▶ **TASK OBJECTIVE**
Each record must be printed again exactly as given.

··· SOURCE INFORMATION ···

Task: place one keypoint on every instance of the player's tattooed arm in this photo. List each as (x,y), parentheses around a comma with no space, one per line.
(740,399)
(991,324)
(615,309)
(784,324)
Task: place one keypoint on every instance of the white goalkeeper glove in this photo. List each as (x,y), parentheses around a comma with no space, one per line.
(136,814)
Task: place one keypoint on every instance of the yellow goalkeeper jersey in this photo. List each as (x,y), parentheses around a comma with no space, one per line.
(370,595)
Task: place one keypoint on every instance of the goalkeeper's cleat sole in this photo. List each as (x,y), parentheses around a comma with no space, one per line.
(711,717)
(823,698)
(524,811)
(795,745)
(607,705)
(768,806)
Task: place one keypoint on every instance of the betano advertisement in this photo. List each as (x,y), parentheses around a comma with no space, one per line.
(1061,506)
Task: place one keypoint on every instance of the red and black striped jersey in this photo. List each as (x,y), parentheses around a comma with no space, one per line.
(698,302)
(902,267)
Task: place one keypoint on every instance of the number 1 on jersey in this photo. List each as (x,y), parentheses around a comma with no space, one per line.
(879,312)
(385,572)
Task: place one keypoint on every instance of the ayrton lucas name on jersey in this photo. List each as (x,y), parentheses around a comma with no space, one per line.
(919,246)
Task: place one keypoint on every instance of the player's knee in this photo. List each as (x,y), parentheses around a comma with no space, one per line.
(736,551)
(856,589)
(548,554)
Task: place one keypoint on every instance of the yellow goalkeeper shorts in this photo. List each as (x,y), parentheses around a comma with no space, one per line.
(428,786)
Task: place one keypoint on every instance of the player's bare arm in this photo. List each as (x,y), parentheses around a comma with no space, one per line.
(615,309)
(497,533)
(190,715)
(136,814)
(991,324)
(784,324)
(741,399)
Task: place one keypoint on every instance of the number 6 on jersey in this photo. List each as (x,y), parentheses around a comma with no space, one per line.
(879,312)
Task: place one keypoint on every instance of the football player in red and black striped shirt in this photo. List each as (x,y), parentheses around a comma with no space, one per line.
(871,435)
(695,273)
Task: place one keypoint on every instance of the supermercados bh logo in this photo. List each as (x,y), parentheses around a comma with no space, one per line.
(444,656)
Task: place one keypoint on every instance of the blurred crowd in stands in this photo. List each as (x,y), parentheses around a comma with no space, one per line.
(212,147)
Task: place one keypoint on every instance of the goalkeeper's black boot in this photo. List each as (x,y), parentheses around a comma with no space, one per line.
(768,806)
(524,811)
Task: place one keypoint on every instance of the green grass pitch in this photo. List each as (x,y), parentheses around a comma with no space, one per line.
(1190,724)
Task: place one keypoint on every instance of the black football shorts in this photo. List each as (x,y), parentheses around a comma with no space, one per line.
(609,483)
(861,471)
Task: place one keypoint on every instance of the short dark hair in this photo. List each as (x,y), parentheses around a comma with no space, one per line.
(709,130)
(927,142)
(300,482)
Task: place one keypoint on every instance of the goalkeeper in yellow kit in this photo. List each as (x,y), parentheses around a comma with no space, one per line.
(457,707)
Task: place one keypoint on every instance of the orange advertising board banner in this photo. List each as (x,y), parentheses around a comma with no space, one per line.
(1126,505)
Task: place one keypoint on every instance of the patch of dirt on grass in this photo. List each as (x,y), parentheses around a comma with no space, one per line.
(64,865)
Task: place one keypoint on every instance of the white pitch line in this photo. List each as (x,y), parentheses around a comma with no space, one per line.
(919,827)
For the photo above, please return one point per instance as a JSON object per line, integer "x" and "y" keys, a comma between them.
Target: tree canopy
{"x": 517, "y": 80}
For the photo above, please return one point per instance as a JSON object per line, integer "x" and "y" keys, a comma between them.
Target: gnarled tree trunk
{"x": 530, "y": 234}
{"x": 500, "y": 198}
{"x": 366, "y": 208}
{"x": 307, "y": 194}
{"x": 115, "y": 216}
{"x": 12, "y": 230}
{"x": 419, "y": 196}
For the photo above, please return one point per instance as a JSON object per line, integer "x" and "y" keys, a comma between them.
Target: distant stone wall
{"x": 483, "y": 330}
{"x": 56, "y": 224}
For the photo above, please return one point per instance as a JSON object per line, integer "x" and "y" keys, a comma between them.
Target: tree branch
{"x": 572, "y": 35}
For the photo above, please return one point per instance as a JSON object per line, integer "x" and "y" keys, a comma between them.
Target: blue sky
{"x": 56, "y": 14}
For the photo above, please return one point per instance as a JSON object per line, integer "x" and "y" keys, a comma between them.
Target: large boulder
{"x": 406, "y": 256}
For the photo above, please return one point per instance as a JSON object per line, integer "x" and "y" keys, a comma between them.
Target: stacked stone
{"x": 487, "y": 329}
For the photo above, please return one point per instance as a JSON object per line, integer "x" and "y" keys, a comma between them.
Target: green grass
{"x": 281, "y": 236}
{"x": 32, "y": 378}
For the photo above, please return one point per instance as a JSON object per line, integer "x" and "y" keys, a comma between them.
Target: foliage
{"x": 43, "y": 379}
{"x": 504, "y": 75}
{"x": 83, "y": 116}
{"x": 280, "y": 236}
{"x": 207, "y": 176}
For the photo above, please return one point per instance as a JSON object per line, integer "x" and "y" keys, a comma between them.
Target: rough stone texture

···

▶ **THE COMPLETED TASK**
Task: place one keypoint on every instance of the player's tattooed arm in this photo. List each as (x,y), parentheses around a comma with no space, one per line.
(740,399)
(991,324)
(615,309)
(784,324)
Task: place one keypoint on every instance of the white goalkeeper glove in this photo. List each as (x,y), parentheses around a comma with no space, one per line.
(136,814)
Task: place one keypoint on every instance of the yellow goalkeeper jersey in this photo. List each as (x,y), parentheses around a comma with no space, one per line.
(370,595)
Task: place one keypoint on every instance of the goalkeeper's cleat sole in this photo. List each as (x,y), parentheses around a comma with no space, one per line.
(711,717)
(823,698)
(524,811)
(795,745)
(607,705)
(768,806)
Task: place one keypoint on every instance of the betano advertisement in this photo. List each as (x,y), parentheses around a comma with no space, one per line.
(1061,506)
Task: place one keypoint on every instance of the red and black striped jersey in this photo. List each as (x,y), parentheses around a comma with no space, one per line.
(698,302)
(902,267)
Task: place one keypoint on every instance of the number 1 on jersey in this photo. List each as (x,y), parentheses around a comma with no space, one per line.
(879,312)
(385,572)
Task: place one keypoint on every instance of the ayrton lucas name on jersey in this photo. List each as (x,y), parentheses around a comma with no space, one per line.
(919,246)
Task: place one keypoint on every instance of the player's knee in this photo. List each as (x,y), parentheses around a comma with no space, one per line.
(736,551)
(856,589)
(548,554)
Task: place one keypoint on every instance of the yellow goalkeeper shorts in this photo. List each as (x,y), parentheses around a comma with no space, one per line.
(428,786)
Task: place one keypoint on every instance of the player's bare arm in this photo. List each as (x,y), parentheses around a comma with no space, one per line.
(615,309)
(497,533)
(190,715)
(136,814)
(991,324)
(784,324)
(741,399)
Task: place one keypoint on every instance of the number 6 on jersey in this photo. List each as (x,y), parentheses around a comma with no space, one per line.
(879,312)
Task: place one keypoint on every instance of the football player in red and black striped shirt in this photo. List each as (x,y), parentheses around a comma with no space, one per line.
(871,435)
(695,273)
Task: place one keypoint on every instance of the supermercados bh logo in this photo. List each as (x,y), parentheses around a comma with no space, one per line.
(444,656)
Task: place one keypoint on every instance of the blurred crowd in stands in this photo. List each as (x,y), parentheses around a comma with no space, one per line.
(212,147)
Task: place one keypoint on every instance of the goalkeeper's black boot in this photo. List each as (x,y), parentheses around a comma with no space, one per line.
(768,806)
(524,811)
Task: place one keypoint on every instance of the green grass pitch in this photo. List each as (x,y), parentheses around a comma with no space, one per line.
(1190,724)
Task: place one keypoint on every instance of the black football shorts in this photo. List each as (x,y), parentheses around a comma with no space, one per line.
(609,483)
(861,471)
Task: place one keypoint on every instance of the short dark hair in this photo. List each as (x,y), parentheses around a comma with no space, one per line.
(709,130)
(927,142)
(300,482)
Task: place one keypoint on every instance of the goalkeeper in yellow kit in this photo. List each as (x,y), parentheses around a comma with no space, one per line.
(457,707)
Task: place one keypoint on every instance of the orange advertising board banner in this photo. List each as (x,y), parentheses around a comma with no space, one per line.
(1126,505)
Task: place one keypoint on every instance of the patch of dirt on grass in this photo. List each as (x,y), parentheses around a comma with no space, one per line.
(64,865)
Task: place one keypoint on every instance of the white pitch line in this photo. List each as (x,y), parentheses around a comma with no space, one per line.
(919,827)
For the photo above, please return one point per instance as a JSON object per line, integer "x" and "y" keys, a comma between them.
Target: tree canopy
{"x": 517, "y": 80}
For the photo above, please return one point per instance as a JSON object per line, integer "x" and "y" keys, a comma between them.
Target: gnarled tree trunk
{"x": 530, "y": 234}
{"x": 500, "y": 198}
{"x": 366, "y": 208}
{"x": 307, "y": 194}
{"x": 115, "y": 216}
{"x": 12, "y": 230}
{"x": 419, "y": 196}
For the photo above, please return one point per instance as a JSON object per line, integer "x" and "y" keys, a comma between them.
Target: distant stone wall
{"x": 483, "y": 330}
{"x": 56, "y": 224}
For the photo above, please return one point per instance as a JSON object per line, integer "x" and "y" keys, a comma between them.
Target: tree branch
{"x": 572, "y": 35}
For the photo above, please return one point per instance as a JSON object per line, integer "x" and "y" keys, a comma between them.
Target: blue sky
{"x": 56, "y": 14}
For the photo above, please return one point per instance as a JSON object per line, integer "x" and "y" keys, a comma between them.
Target: large boulder
{"x": 406, "y": 256}
For the photo above, please return one point per instance as a JSON object per line, integer "x" and "y" keys, a comma between them.
Target: stacked stone
{"x": 487, "y": 329}
For the photo above, please return one point per instance as a JSON object per line, integer "x" and "y" keys, a comma between them.
Target: green grass
{"x": 281, "y": 236}
{"x": 32, "y": 378}
For the photo above, please return one point per instance as a JSON object per line, integer "x" and "y" keys, a comma between them.
Target: foliage
{"x": 43, "y": 379}
{"x": 504, "y": 75}
{"x": 83, "y": 116}
{"x": 280, "y": 236}
{"x": 207, "y": 176}
For the photo above, please return one point per instance as a JSON object per line, integer "x" and "y" keys, a comma between them.
Target: rough stone texture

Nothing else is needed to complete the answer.